TESTO -
Si rileva ulteriormente che la sovrapposizione di elementi urbanistici e sanitari (cfr. art. 8, co. 5, lett. c, che prevede l’inoltro al Comune della “richiesta, segnalazione o comunicazione…”) non è coerente con il dettato dell’art. 8-ter del decreto legislativo n. 502/1992. Ed invero, il comma 1-quinquies dell’articolo 6 della legge regionale n. 4/2003, così come modificato dalla legge regionale n. 8/2019, prevede che il Comune, a seguito della presentazione da parte del proprietario o dell’avente diritto della SCIA o della CILA, acquisisca preventivamente “su richiesta del soggetto interessato” dalla Regione il parere obbligatorio e vincolante concernente la verifica di compatibilità rispetto al fabbisogno di assistenza e alla localizzazione territoriale delle strutture presenti sul territorio regionale.
Pertanto, si presume che l’autorizzazione alla realizzazione consegua alla presentazione della SCIA o della CILA (o alla realizzazione dell’intervento in edilizia libera), accompagnata dal preventivo rilascio del parere di compatibilità con il fabbisogno dalla Regione. È evidente che, in tale evenienza, il Comune non possa compiere alcuna valutazione (di programmazione urbanistica) relativamente al rilascio dell’autorizzazione alla realizzazione, risolvendosi la questione nel mero rilascio del parere di compatibilità con il fabbisogno regionale espresso dalla Regione.
Si ritiene che, sotto questo profilo, la disposizione non risulti in linea con i principi della normativa statale contenuti nell’articolo 8-ter del decreto legislativo n. 502/1992, dando luogo ad un’abrogazione di fatto dell’istituto dell’autorizzazione alla realizzazione, dal momento che, in taluni casi, fa venire completamente meno le valutazioni di competenza comunale sottese al rilascio della predetta autorizzazione (che non coincidono - si ribadisce - con le valutazioni effettuate per il rilascio dei titoli edilizi).
Dalla lettura del testo della legge risultante dalla novella apportata, peraltro, non si comprende quale sia il regime a cui siano sottoposte “le strutture che erogano prestazioni di assistenza specialistica, in regime ambulatoriale ivi comprese quelle riabilitative” di cui all’articolo 4, comma 1, lett. a), della legge regionale n. 4/2003, atteso che le stesse non sono ricomprese nell’ambito di applicazione del comma 1-ter e del comma 1-quinquies dell’articolo 6 della stessa legge n. 4/2003, sebbene anche per esse sia previsto il preventivo rilascio dell’autorizzazione alla realizzazione ai sensi del medesimo articolo 4.
Tutto ciò premesso, va considerato che in base alla giurisprudenza della Corte costituzionale, la competenza regionale in materia di autorizzazione è ricompresa nella più generale potestà legislativa concorrente in materia di “tutela della salute”, che vincola le Regioni al rispetto dei principi fondamentali fissati dalle norme statali (cfr. ex plurimis sentenze n. 200 del 2005 e n. 134 del 2006 e, più recentemente, sentenze n. 161 del 2016 e 238 del 2018). Si fa altresì presente che, ai sensi dell’articolo 29, comma 2-ter, della legge n. 241 del 1990, “attengono altresì ai livelli essenziali delle prestazioni di cui all’articolo 117, secondo comma, lettera m), della Costituzione le disposizioni della presente legge concernenti la presentazione di istanze, segnalazioni e comunicazioni, la dichiarazione di inizio attività e il silenzio assenso e la conferenza di servizi”.

RICHIESTA A - Cita dal testo il passo che va dalle parole "Si rileva ulteriormente" alle parole "sul territorio regionale.".

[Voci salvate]
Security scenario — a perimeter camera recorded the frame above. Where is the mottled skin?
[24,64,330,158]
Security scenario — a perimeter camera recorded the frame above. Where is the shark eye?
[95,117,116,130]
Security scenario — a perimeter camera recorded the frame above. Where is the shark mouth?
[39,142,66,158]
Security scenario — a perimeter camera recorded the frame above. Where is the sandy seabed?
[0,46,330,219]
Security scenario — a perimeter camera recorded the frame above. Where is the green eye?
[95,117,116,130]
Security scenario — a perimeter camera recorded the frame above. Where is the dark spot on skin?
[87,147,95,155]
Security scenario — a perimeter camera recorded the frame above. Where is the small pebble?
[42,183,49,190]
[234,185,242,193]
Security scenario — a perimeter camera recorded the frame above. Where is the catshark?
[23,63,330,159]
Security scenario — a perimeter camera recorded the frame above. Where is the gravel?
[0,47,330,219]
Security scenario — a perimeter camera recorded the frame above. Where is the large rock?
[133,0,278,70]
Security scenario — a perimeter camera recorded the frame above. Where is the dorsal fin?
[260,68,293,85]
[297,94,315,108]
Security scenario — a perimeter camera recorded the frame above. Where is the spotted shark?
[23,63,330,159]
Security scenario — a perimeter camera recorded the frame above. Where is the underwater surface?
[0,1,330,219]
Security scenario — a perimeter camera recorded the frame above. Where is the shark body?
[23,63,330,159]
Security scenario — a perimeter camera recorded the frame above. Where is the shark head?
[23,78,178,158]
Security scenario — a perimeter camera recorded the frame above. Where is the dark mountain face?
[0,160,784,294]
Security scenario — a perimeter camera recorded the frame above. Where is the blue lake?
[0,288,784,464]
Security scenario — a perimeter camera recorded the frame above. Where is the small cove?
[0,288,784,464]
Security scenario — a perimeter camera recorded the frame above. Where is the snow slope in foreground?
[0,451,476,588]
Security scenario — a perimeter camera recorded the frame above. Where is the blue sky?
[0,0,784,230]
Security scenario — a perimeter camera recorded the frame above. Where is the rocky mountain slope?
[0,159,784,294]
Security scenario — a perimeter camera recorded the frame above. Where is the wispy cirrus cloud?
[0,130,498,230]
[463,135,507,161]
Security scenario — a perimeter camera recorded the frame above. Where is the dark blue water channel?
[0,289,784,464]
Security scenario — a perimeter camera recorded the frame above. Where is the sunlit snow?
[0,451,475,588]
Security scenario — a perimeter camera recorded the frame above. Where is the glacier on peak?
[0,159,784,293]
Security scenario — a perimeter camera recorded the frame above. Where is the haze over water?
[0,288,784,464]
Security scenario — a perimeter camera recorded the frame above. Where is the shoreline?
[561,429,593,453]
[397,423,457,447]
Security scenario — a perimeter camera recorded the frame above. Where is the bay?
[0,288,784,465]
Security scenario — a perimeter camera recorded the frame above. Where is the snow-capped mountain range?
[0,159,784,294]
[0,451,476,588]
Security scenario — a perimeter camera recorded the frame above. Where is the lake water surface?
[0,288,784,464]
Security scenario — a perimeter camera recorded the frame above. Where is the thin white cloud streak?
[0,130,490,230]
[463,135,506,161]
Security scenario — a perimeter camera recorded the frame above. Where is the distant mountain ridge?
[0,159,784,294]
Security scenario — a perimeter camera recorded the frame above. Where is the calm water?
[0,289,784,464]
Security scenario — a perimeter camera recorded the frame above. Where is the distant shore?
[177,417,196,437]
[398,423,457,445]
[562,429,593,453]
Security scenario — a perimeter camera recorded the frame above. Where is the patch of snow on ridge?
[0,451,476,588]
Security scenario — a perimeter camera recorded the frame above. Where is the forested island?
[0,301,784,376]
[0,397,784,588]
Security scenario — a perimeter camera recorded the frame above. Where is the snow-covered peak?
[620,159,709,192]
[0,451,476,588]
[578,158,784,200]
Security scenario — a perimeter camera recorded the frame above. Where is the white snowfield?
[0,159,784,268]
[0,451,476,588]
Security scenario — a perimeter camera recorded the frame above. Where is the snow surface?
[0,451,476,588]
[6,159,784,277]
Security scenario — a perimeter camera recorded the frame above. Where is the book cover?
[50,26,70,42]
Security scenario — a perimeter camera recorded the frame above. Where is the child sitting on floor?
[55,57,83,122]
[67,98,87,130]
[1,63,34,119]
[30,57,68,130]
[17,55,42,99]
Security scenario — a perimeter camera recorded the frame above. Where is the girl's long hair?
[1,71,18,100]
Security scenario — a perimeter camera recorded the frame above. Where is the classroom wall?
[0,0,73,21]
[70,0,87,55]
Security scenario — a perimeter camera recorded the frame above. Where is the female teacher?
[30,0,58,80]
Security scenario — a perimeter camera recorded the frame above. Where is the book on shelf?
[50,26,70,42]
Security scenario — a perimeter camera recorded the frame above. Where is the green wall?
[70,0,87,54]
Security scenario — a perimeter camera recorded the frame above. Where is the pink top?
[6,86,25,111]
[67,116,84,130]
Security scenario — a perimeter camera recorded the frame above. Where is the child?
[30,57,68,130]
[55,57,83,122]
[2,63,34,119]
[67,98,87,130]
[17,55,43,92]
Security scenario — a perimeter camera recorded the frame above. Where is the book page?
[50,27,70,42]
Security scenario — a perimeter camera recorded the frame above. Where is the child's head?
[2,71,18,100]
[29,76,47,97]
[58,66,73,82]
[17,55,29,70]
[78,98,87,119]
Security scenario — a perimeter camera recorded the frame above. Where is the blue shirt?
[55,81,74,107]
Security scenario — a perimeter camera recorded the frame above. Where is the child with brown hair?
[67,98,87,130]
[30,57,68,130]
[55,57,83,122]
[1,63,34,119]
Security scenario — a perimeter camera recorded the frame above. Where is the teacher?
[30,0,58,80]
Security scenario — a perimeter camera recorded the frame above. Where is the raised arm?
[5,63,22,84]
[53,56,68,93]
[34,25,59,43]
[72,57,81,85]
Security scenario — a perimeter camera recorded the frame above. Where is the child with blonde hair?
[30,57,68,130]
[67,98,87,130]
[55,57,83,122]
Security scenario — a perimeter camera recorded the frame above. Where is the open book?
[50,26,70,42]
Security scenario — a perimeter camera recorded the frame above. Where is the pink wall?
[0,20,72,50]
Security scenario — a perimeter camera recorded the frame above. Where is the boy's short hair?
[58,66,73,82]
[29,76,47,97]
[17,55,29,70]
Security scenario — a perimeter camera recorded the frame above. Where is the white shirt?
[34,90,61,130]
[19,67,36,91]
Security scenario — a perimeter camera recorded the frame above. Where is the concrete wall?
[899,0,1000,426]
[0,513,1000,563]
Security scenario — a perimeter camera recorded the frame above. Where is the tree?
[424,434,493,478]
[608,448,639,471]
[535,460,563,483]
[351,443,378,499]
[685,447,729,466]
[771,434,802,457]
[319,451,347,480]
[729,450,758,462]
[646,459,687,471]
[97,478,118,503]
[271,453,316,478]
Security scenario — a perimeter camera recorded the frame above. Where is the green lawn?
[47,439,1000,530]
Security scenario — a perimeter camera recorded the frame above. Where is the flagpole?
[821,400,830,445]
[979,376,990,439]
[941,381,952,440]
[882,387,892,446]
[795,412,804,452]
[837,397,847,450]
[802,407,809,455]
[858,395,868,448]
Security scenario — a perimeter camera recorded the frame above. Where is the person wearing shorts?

RICHIESTA B - Nelle righe salvate, trascrivi di nuovo tutte le righe dalla riga con "the child's head?" alla riga con "[0,20,72,50]", estremi compresi e richieste incluse. In ogni risposta aggiungi -40 a ciascun numero delle coordinate.

RISPOSTA COMPLETA A -
Si rileva ulteriormente che la sovrapposizione di elementi urbanistici e sanitari (cfr. art. 8, co. 5, lett. c, che prevede l’inoltro al Comune della “richiesta, segnalazione o comunicazione…”) non è coerente con il dettato dell’art. 8-ter del decreto legislativo n. 502/1992. Ed invero, il comma 1-quinquies dell’articolo 6 della legge regionale n. 4/2003, così come modificato dalla legge regionale n. 8/2019, prevede che il Comune, a seguito della presentazione da parte del proprietario o dell’avente diritto della SCIA o della CILA, acquisisca preventivamente “su richiesta del soggetto interessato” dalla Regione il parere obbligatorio e vincolante concernente la verifica di compatibilità rispetto al fabbisogno di assistenza e alla localizzazione territoriale delle strutture presenti sul territorio regionale.

RISPOSTA COMPLETA B -
Security scenario — a perimeter camera recorded the frame above. Where is the child's head?
[-38,31,-22,60]
[-11,36,7,57]
[18,26,33,42]
[-23,15,-11,30]
[38,58,47,79]
Security scenario — a perimeter camera recorded the frame above. Where is the blue shirt?
[15,41,34,67]
Security scenario — a perimeter camera recorded the frame above. Where is the child with brown hair?
[27,58,47,90]
[-10,17,28,90]
[15,17,43,82]
[-39,23,-6,79]
Security scenario — a perimeter camera recorded the frame above. Where is the teacher?
[-10,-40,18,40]
Security scenario — a perimeter camera recorded the frame above. Where is the raised arm?
[-35,23,-18,44]
[13,16,28,53]
[-6,-15,19,3]
[32,17,41,45]
Security scenario — a perimeter camera recorded the frame above. Where is the child with blonde hair?
[-10,17,28,90]
[27,58,47,90]
[15,17,43,82]
Security scenario — a perimeter camera recorded the frame above. Where is the open book?
[10,-14,30,2]
Security scenario — a perimeter camera recorded the frame above. Where is the pink wall?
[-40,-20,32,10]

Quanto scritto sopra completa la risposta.